--- begin DATA LISTING ---

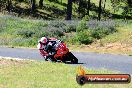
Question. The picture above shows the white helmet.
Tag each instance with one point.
(43, 40)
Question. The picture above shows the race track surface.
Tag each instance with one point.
(120, 63)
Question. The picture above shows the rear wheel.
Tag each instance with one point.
(74, 60)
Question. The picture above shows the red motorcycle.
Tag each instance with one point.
(61, 53)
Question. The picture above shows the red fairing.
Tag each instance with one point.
(62, 50)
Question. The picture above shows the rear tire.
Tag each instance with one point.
(74, 60)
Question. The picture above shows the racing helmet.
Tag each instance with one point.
(44, 40)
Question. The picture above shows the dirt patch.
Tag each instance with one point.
(5, 62)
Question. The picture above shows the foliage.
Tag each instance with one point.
(85, 37)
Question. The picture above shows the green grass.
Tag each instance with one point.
(40, 74)
(122, 36)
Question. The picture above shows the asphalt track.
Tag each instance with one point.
(120, 63)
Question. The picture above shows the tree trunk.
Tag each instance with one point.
(69, 10)
(9, 4)
(88, 7)
(33, 8)
(40, 3)
(129, 2)
(99, 10)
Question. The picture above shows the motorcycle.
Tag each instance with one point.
(61, 53)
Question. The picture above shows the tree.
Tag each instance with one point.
(40, 3)
(33, 8)
(88, 7)
(9, 5)
(69, 10)
(99, 10)
(104, 3)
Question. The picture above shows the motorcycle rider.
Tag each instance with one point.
(45, 46)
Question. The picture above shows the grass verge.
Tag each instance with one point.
(36, 74)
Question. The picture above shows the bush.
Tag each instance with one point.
(102, 32)
(25, 33)
(70, 28)
(84, 37)
(81, 26)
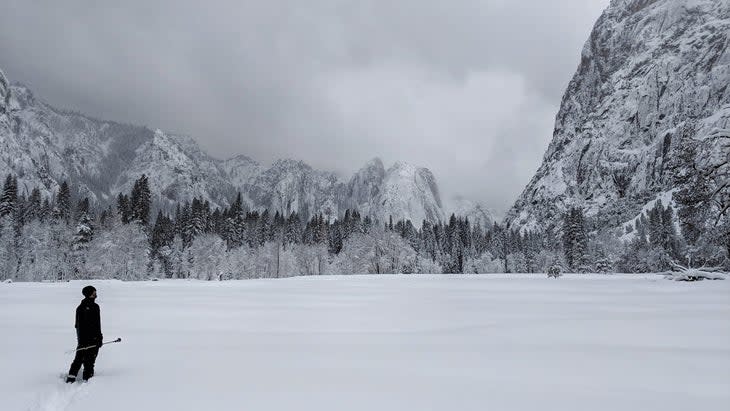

--- end DATA LISTING ---

(BRIEF): Select and copy every line of the entries above that contains the word "rear", treating uppercase and lowercase letters as distinct.

(ANSWER TO THE TASK):
Question. The picture above shows the rear wheel.
Question. The picture above shows the rear tire.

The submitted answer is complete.